• _Objective_:
Count the lines in the records below that contain the string "query", treating uppercase and lowercase as different. Reply with the number alone.

[Stored items]
....

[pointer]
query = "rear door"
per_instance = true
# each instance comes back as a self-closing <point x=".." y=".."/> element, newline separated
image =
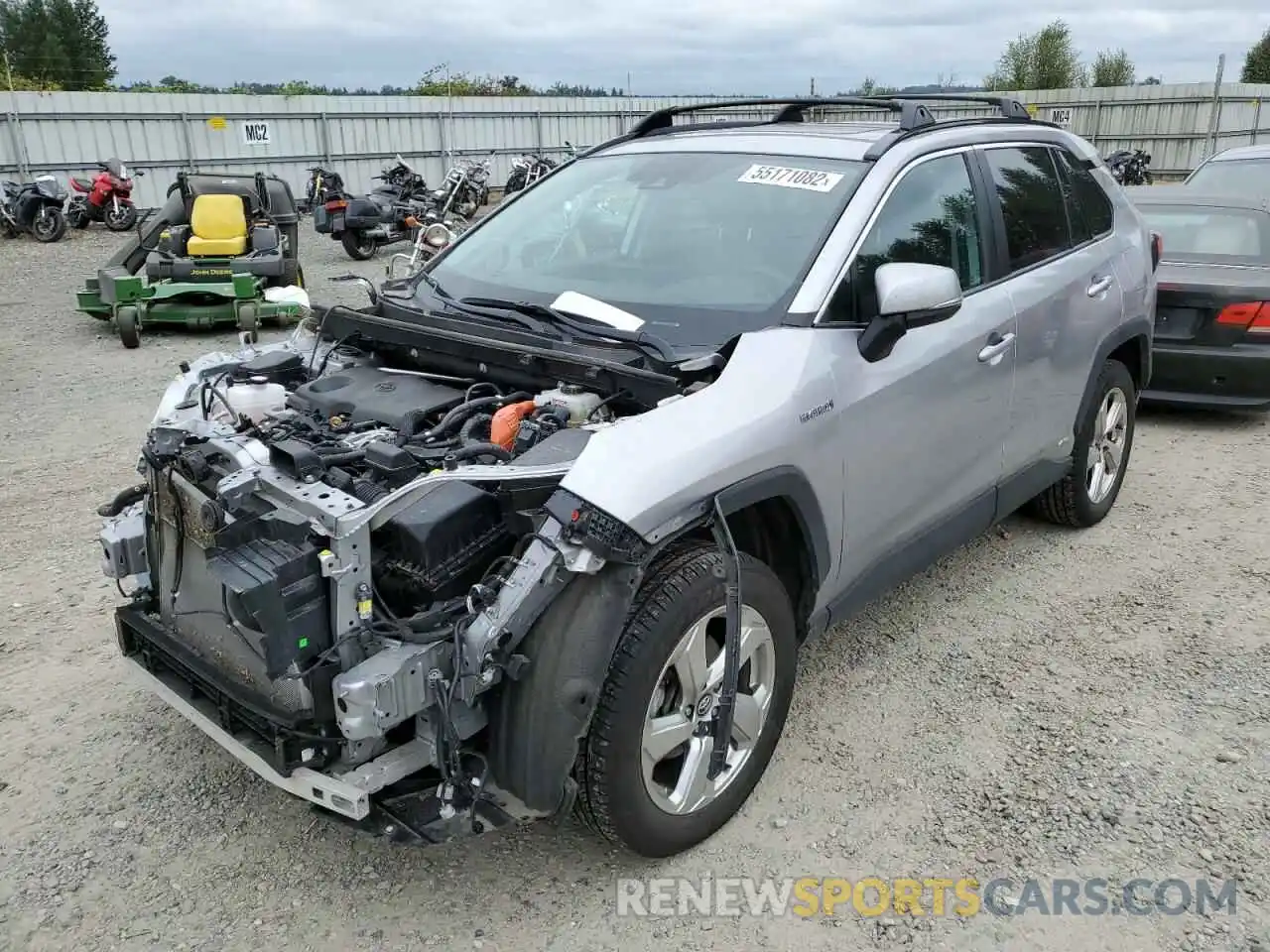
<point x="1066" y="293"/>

....

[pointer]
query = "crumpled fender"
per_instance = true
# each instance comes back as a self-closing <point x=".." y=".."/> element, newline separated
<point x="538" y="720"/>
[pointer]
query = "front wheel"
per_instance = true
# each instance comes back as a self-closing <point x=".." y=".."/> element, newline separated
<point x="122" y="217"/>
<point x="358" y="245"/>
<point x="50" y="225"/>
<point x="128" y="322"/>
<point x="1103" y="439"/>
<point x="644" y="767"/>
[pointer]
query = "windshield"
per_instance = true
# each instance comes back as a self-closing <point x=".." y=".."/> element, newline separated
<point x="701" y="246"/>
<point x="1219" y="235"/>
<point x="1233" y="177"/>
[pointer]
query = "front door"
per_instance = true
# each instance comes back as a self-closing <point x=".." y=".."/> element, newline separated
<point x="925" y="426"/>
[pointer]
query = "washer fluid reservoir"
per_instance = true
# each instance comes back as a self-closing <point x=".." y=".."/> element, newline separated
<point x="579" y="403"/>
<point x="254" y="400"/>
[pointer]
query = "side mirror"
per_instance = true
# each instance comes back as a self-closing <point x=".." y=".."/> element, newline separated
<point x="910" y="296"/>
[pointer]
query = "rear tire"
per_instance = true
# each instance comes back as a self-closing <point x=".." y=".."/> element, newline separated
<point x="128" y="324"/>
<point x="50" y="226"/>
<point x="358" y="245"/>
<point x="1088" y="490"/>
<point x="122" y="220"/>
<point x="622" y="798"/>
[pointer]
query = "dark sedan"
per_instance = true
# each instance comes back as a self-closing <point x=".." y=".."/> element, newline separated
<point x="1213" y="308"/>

....

• _Correct answer_:
9